**Do this**
Reproduce the material below word for word, keeping every line and character unchanged.

**Record set**

= = =

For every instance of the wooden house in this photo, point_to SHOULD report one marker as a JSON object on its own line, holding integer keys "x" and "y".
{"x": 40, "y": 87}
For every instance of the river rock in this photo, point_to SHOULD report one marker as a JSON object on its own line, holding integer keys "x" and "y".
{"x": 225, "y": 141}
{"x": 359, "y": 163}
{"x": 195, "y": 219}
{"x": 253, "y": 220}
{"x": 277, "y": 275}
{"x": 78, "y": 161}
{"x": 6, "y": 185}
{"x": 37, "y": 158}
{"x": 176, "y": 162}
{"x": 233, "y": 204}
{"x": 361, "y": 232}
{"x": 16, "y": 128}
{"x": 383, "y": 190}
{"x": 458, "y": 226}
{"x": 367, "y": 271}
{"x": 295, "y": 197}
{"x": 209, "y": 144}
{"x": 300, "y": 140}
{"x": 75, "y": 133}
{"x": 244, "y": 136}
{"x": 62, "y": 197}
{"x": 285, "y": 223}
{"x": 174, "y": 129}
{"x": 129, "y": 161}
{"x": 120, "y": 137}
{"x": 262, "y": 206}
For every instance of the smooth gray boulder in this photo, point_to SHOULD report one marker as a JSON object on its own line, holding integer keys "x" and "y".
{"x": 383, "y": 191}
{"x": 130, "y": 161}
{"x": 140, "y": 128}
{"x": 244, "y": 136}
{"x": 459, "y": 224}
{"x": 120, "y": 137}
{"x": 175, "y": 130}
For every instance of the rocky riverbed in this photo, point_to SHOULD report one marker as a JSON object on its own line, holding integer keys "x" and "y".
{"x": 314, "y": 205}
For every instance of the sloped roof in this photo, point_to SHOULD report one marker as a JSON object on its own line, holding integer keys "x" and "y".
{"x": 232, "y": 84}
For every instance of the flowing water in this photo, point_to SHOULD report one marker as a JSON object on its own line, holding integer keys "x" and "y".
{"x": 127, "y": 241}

= = =

**Result below**
For every instance of the wooden house in this photo, point_to SHOULD report one marker as a JSON object on its own line, holding integer keys "x" and "y".
{"x": 40, "y": 87}
For every instance of the river rock in this photo, point_to SHOULD report one marker as a JSON object on its own line, holding integer keys "x" and "y".
{"x": 225, "y": 141}
{"x": 359, "y": 163}
{"x": 195, "y": 219}
{"x": 253, "y": 220}
{"x": 277, "y": 275}
{"x": 78, "y": 161}
{"x": 6, "y": 185}
{"x": 37, "y": 158}
{"x": 176, "y": 162}
{"x": 233, "y": 204}
{"x": 361, "y": 232}
{"x": 16, "y": 128}
{"x": 383, "y": 190}
{"x": 458, "y": 226}
{"x": 367, "y": 271}
{"x": 295, "y": 197}
{"x": 209, "y": 144}
{"x": 300, "y": 140}
{"x": 75, "y": 133}
{"x": 244, "y": 136}
{"x": 62, "y": 197}
{"x": 285, "y": 223}
{"x": 174, "y": 129}
{"x": 129, "y": 161}
{"x": 120, "y": 137}
{"x": 262, "y": 206}
For every instance of the smooth gray boulder in this photo, point_to SHOULD report one marker as a JSON object on its own line, holding integer keys "x" and "y".
{"x": 383, "y": 191}
{"x": 130, "y": 161}
{"x": 140, "y": 128}
{"x": 244, "y": 136}
{"x": 459, "y": 224}
{"x": 120, "y": 137}
{"x": 175, "y": 130}
For every instance of the rocky riverbed in this photo, point_to SHOULD report one marker as a JSON object on its own line, holding integer keys "x" and "y".
{"x": 314, "y": 205}
For every instance of the sloped roof in this photo, point_to SHOULD report one marker as a JSON object on its own line, holding integer keys "x" and "y".
{"x": 232, "y": 84}
For every instance of the flowing water in this photo, point_to SHOULD report one marker as a JSON object on its own line, holding integer keys "x" and "y".
{"x": 127, "y": 241}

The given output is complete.